Ndioro Ambassa, expert semencier et producteur de semences de maïs hybride à Bafia.
Tél. 77 86 79 55
Entre les deux types de semences certifiées de maïs, , qu’est-ce que le producteur doit choisir?
L’hybride adore la fertilité, sur le plan physiologique quand vous avez un champ de maïs en hybrides et composite, et que vous avez des moyens de donner de l’engrais, il vaudrait donner plus à l’hybride parce qu’il plafonne en matière de production assez haut et valorise plus la fertilité que la semence composite. Nous conseillons à ceux qui n’ont pas assez de moyens d’apporter la fertilité de continuer d’utiliser la semence composite. Parfois l’hybride peut vous donner un autre tonne de maïs de plus pour un seul sac d’engrais supplémentaire. Cela ne vaut pas la peine pour les gens qui n’ont pas la possibilité d’apporter la fertilité.
Les semences des variétés hybrides sont les plus performantes, mais malheureusement on n’en trouve pas facilement au Cameroun. Pourquoi ce paradoxe?
La raison est simple ; dans un premier temps il manque du savoir faire aux gens qui voudraient produire de la semence hybride. J’ai rencontre des ingénieurs agronomes qui ont pensé qu’ils pouvaient produire des semences hybrides une fois qu’ils avaient les parents. Etre agronome n’est pas suffisant. Il faut être discipliné et il faut comprendre les mécanismes. Il y en a qui ont pris des parents et qui n’ont jamais produis la semence. Il y a un savoir faire particulier dont il faut s’approprier. Il faut auusi réorganiser la chaîne de distribution. Vous ne pouvez pas aller à l’Institut de Recherche Agronomique pour le Développement (IRAD) aujourd’hui demander que vous voulez faire par exemple 10 hectares de semences des variétés hybrides et que vous avez besoin des parents et ils vous les vendent parce qu’il y en a pas. Pourtant c’est eux la source du matériel qu’on utilise.
En troisième lieu, on n’a pas anticipé qu’à ce jour, l’agriculture camerounaise aurait plus besoin des semences hybrides que de semences composites. Maintenant que les circonstances nous y obligent, j’espère que tous les acteurs auront le temps de se rattraper. Mais ce qu’on déplore plutôt de l’IRAD, c’est la flexibilité. La recherche pense que le matériel qu’ils ont généré est pour eux et non pour la production. Je le dis parce que s’ils avaient pensé que c’était pour la production, ils l’auraient multiplié à grande échelle et l’auraient mis à la disposition du public comme ils l’ont fait pour les semences composites. Mais ils en font une chasse gardée qui ne sert à rien parce que c’est du matériel périssable au fil des années car l’environnement change, des données changent aussi et ce matériel peut être appelé à être dépassé et tout ce travail là n’aura pas profité à l’économie camerounaise.
Etes-vous disposé à transmettre votre savoir-faire en matière de production des semences de maïs hybrides en formant d’autres personnes ?
Nous sommes ouvert à toute sorte de collaboration, étant donné que nous sommes convaincus que nous ne pouvons pas satisfaire le 1/10e de la demande. Le marché est vraiment entier. Nous sommes donc disposés soit à accueillir des stagiaires, soit à aller former des gens sur place.

**Consigne A:** Recopiez sans rien modifier les lignes des enregistrements qui commencent à celle contenant « For this exercise we mark the suction » et se terminent à celle contenant « [(384, 228)] », ces deux lignes comprises.

**Données de l'exercice:**
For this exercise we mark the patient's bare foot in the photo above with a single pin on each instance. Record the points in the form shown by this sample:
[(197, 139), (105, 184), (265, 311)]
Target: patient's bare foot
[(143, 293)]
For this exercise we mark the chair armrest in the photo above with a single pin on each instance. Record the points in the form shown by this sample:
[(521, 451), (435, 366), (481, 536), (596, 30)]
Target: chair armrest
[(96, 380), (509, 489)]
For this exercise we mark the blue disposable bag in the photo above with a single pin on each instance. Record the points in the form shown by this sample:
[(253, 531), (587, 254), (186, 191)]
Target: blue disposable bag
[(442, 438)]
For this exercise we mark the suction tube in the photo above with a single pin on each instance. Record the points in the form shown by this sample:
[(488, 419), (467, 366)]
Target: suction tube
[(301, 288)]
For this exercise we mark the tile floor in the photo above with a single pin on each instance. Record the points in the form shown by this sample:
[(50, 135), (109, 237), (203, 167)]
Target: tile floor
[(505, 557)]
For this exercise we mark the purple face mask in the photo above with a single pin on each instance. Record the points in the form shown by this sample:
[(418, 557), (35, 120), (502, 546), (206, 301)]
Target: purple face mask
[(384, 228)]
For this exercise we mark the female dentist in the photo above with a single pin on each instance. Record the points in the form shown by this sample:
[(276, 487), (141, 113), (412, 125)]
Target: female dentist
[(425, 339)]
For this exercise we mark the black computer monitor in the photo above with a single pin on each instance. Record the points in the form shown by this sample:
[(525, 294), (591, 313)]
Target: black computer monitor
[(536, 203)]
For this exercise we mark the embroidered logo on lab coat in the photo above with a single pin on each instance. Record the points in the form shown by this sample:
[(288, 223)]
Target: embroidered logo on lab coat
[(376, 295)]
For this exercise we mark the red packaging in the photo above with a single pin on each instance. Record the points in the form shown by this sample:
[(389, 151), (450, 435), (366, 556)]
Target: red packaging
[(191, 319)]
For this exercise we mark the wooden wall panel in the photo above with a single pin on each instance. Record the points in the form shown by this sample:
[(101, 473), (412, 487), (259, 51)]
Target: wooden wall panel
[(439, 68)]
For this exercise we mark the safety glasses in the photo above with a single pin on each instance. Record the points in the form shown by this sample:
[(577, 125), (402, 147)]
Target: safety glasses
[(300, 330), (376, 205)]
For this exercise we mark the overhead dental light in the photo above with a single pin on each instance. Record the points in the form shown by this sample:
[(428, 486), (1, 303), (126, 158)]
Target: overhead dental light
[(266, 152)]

**Consigne B:** Selon la page sur les semences de maïs hybride, à qui conseille-t-on de continuer d'utiliser la semence composite ?

**Corrigé A:**
For this exercise we mark the suction tube in the photo above with a single pin on each instance. Record the points in the form shown by this sample:
[(488, 419), (467, 366)]
Target: suction tube
[(301, 288)]
For this exercise we mark the tile floor in the photo above with a single pin on each instance. Record the points in the form shown by this sample:
[(50, 135), (109, 237), (203, 167)]
Target: tile floor
[(505, 557)]
For this exercise we mark the purple face mask in the photo above with a single pin on each instance. Record the points in the form shown by this sample:
[(418, 557), (35, 120), (502, 546), (206, 301)]
Target: purple face mask
[(384, 228)]

**Corrigé B:** À ceux qui n'ont pas assez de moyens d'apporter la fertilité.